These provisions shall also apply to those persons referred to under section 35 of Law 24,083, as amended. In these cases, the positive price differential obtained by those who have unduly availed of insider information resultant from any trading operation made within a six (6) month period, relating any securities of issuers with whom they are related to, shall be deemed for, and be recoverable by the issuer without prejudice to the penalties that may correspond to the offender. If the issuer fails to initiate the appropriate action or to act consequently within sixty (60) days of being notified to do so, or if it will not drive the action diligently after notification, those actions may be performed by any shareholder;
b) Manipulation and deceiving. Issuers, registered agents, investors or any other operator or participant in the authorized market, shall refrain from acting, either directly per se or through an intermediary, in initial offers or secondary markets, practices or conducts intending to allow manipulation of prices or volumes of securities, thus disrupting the normal development of supply and demand. Likewise, such persons should refrain from engaging in deceptive practices or conducts likely to deceive any participant in these markets, in connection with the purchase or sale of any securities in the public offer, either through the use of devices, misrepresentations or inaccuracies or omitting essential facts or through any act, practice or course of action that may have misleading and harmful effects on any person in the market.
In order to determine the sanction of those behaviors as described, the CNV shall regard as a aggravating circumstance if the conduct sanctioned was that of a controlling shareholder, administrators, managers, trustees of all persons subject to the supervision of the CNV or officers of the supervisory bodies;
c) Prohibition to participate or tender in the public offer in an unauthorized manner. Any natural or legal person involved, offering itself or offering services in the public offer of securities without proper authorization of the CNV, shall be subject to administrative sanctions without prejudice to the criminal penalties that could apply.
SECTION 118. Action for recovery. The action for recovery is limited to three (3) years, may be promoted by any shareholder subject to the rules governing the subrogation action and will be combined with that of liability under section 276 of the Companies’ Law 19,550 (codified text 1984) as amended, without requiring a prior shareholders’ meeting resolution.
Offering Memorandum or Prospectus
SECTION 119. - Directly responsible. Issuers of securities, together with the members of the management and supervisory bodies, the latter in matters under their jurisdiction, and where appropriate the bidders of the securities regarding the information linked to them, and people who sign the offering memorandum for the securities shall be liable for all information contained in the prospectus they have registered with the CNV.
SECTION 120. Indirectly responsible. Institutions and brokers participating in the market as organizers or underwriters in a public offer or purchase of securities should diligently review the information contained in the offering memorandum. Experts or others that give an opinion about certain parts of the prospectus are only liable for the part of the information on which they have expressed an opinion.

Data |
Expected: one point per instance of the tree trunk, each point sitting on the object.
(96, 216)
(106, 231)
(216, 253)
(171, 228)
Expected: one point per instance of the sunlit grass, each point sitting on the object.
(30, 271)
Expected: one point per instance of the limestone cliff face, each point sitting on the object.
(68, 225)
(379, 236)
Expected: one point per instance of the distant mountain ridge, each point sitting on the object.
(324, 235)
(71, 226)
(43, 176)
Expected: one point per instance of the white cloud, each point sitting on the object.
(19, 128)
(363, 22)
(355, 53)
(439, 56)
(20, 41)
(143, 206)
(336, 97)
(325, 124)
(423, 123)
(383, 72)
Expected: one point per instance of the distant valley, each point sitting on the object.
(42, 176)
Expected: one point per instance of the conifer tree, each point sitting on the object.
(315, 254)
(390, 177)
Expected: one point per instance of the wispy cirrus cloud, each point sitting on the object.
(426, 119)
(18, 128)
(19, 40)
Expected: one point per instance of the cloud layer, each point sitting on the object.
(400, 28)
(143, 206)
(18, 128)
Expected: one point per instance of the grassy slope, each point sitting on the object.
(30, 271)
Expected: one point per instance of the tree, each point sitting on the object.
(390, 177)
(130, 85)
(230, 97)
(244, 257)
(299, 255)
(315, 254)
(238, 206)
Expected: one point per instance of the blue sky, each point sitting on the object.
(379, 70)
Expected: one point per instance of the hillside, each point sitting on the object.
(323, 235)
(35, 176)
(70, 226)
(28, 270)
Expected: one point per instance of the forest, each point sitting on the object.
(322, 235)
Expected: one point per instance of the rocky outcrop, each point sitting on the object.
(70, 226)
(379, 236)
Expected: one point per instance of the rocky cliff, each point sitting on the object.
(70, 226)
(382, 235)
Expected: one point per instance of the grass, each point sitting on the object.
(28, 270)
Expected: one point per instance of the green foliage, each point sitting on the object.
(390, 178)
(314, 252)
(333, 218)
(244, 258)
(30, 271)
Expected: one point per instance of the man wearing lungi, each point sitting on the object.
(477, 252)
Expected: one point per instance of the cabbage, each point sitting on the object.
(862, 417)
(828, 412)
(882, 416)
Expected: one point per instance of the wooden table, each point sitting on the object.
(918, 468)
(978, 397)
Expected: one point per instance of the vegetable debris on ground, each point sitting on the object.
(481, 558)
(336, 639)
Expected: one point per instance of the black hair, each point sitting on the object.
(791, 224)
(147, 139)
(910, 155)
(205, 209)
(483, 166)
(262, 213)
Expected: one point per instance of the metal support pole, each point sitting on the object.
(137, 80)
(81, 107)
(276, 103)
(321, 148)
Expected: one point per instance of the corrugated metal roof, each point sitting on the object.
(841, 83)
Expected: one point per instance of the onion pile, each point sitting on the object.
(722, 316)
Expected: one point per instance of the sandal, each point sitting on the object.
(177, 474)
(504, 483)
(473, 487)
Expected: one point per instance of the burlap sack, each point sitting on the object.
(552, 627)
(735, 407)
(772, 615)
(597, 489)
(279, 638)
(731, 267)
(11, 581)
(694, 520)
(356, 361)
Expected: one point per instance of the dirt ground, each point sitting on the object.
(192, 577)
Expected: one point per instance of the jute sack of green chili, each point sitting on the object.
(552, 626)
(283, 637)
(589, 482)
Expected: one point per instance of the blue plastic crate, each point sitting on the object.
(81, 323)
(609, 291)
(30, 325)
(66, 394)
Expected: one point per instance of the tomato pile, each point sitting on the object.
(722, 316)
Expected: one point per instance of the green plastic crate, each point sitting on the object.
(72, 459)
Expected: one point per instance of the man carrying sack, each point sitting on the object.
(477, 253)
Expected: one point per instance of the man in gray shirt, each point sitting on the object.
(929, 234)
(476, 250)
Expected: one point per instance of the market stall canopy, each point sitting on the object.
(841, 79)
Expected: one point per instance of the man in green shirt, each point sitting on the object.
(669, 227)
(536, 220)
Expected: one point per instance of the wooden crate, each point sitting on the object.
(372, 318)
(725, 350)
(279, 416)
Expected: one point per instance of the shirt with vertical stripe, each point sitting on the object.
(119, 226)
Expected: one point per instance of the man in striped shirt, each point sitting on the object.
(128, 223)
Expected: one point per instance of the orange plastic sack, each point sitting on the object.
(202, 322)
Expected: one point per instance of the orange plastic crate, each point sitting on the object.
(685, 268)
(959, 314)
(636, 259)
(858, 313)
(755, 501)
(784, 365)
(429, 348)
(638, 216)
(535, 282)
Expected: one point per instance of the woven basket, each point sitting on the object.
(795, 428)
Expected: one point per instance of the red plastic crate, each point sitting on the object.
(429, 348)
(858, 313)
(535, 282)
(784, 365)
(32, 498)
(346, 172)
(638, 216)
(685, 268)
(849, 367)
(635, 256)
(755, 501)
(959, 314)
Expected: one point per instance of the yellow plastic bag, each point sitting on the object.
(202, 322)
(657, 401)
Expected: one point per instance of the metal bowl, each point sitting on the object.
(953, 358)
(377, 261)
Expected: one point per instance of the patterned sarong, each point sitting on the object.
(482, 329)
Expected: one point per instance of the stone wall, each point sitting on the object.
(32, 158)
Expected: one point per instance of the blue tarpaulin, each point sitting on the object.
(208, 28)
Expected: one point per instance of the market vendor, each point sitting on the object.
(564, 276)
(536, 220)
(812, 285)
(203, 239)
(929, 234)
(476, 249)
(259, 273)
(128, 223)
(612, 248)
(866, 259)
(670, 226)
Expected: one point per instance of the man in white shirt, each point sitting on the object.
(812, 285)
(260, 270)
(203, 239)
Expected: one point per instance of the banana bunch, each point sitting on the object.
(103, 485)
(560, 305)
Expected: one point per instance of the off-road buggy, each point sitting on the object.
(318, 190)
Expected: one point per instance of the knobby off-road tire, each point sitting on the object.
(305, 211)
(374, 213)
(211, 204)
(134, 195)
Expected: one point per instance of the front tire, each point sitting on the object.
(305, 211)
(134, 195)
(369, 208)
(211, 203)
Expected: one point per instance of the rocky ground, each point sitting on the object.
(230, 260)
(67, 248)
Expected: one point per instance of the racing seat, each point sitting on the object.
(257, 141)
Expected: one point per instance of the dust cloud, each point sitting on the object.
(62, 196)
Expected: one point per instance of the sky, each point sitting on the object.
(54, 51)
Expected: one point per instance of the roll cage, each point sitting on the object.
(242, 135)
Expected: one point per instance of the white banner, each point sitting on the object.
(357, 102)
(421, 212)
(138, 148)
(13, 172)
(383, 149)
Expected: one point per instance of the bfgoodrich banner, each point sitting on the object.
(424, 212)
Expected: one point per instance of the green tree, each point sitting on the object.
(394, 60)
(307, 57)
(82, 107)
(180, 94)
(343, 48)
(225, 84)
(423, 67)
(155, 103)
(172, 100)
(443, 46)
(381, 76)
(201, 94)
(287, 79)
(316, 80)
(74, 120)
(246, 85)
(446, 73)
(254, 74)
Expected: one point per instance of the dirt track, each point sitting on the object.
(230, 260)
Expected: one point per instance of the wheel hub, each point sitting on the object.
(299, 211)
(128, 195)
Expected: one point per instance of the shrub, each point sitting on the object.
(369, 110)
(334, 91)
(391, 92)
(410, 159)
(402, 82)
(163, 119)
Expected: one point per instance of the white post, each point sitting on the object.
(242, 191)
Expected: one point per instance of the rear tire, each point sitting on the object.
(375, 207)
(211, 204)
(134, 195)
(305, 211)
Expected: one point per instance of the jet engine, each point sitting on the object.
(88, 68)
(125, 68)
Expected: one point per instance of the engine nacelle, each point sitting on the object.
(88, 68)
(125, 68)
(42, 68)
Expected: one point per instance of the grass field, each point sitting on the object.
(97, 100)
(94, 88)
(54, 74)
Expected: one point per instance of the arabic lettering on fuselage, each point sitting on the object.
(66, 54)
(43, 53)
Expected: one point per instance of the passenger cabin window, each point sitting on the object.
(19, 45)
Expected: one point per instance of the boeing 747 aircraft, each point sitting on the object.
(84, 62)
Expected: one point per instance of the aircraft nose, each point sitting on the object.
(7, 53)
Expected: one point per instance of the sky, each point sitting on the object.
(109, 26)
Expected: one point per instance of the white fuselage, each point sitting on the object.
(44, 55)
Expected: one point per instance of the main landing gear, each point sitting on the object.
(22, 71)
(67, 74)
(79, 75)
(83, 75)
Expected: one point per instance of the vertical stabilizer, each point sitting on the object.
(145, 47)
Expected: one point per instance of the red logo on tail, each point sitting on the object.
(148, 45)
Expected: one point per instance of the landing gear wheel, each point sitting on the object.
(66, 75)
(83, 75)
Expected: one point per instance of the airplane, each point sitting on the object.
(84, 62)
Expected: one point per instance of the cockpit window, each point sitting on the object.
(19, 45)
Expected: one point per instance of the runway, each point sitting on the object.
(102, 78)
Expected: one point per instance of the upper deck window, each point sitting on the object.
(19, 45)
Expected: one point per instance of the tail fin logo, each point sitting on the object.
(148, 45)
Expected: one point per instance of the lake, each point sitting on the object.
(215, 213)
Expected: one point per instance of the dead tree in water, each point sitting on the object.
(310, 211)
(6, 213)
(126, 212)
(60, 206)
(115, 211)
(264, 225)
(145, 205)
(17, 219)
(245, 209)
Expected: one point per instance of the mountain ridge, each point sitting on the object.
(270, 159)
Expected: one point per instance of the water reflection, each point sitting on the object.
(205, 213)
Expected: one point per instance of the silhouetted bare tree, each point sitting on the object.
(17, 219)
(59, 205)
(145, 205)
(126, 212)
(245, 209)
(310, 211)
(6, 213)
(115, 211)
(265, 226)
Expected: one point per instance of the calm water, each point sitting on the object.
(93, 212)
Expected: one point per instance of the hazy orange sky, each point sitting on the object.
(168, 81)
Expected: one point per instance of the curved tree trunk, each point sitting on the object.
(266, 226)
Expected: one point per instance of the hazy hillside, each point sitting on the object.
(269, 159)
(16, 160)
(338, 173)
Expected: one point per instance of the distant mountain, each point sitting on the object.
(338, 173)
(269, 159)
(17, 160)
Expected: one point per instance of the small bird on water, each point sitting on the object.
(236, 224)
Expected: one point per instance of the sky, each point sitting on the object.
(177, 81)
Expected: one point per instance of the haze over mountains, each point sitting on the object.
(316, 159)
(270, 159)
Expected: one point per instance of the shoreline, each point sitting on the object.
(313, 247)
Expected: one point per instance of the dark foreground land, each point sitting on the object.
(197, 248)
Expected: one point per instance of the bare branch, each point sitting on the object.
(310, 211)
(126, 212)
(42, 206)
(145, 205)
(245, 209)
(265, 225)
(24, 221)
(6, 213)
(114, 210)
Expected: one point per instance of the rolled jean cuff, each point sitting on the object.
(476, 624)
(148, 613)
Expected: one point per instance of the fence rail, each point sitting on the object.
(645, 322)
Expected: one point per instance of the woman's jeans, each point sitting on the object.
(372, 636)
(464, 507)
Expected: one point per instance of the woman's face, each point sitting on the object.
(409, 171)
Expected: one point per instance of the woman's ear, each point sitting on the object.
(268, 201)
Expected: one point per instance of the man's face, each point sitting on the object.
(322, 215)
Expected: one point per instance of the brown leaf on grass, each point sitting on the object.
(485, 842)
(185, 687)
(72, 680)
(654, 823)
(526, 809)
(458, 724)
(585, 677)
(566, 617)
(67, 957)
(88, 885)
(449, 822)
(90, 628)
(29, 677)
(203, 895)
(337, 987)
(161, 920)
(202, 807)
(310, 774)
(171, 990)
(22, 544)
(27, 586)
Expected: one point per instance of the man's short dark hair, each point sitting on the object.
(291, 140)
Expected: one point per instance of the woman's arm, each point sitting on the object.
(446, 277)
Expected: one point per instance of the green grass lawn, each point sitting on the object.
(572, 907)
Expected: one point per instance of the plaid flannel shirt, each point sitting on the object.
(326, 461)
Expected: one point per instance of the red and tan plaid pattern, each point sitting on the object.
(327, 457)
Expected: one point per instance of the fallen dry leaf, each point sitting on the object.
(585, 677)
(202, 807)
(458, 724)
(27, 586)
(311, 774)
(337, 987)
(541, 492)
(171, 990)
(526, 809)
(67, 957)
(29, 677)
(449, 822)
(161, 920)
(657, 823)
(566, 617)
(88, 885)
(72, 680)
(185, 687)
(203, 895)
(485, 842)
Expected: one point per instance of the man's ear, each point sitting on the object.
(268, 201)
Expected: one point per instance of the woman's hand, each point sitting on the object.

Challenges |
• a. In the securities law text, how long is the action for recovery limited to?
• b. Please give a continuation of the securities law text, starting after its last sentence.

The responses |
• a. Three (3) years.

• b.
SECTION 121. Legitimization and burden of proof. Buyers or purchasers of any kind of securities under public offer, offered by the respective prospectus shall avail of legitimacy to sue, and must prove to that end the existence of an error or omission in an essential aspect of the information regarding the offer. In this respect, essential information shall mean any information that an ordinary investor could have appreciated as relevant to decide the purchase or sale of the securities offered.
Upon determination of the essential error or omission unless the issuer or the offerer proves the contrary, a causal link is presumed between the error or omission and the damage generated, except that the defendant proves that the investor was aware of the defectiveness of information.
SECTION 122. – Compensation. The amount of compensation may not exceed the loss caused to investors referred to the shortage between the purchase or sale price fixed in the prospectus and actually paid or received by the investor, and the price of the relevant security at the time of presentation of the respective demand or, if applicable, the price of disposal by the investor if it is earlier than that date.
The limitation established in the preceding paragraph shall not preclude the application of the penalties provided for in section 46 of law 25,156.
SECTION 123. Several liability. Liability among offenders shall be assumed as several liability. The contribution or participation regime or scheme among offenders, provided there has not been willful misconduct shall be determined taking into account the individual performance of each of them and the degree of access to the erroneous or omitted information.
SECTION 124. Prescription. The action for damages governed by this section shall lapse three (3) years after the error or omission under that prospectus is warned by the actor.
Claim of infringement
SECTION 125. Responsibility. Without prejudice to the provisions of the preceding sections, any person operating in an authorized market in violation of the duties imposed by this part, shall be liable for the damage caused to all those who contemporaneously with the purchase or sale of securities subject of such infringement, have purchased or sold provided the infringement is based, as appropriate, in the sale or purchase of such instruments or have suffered an impairment of any right, income or interest as a result of, or under violation of the aforementioned duties.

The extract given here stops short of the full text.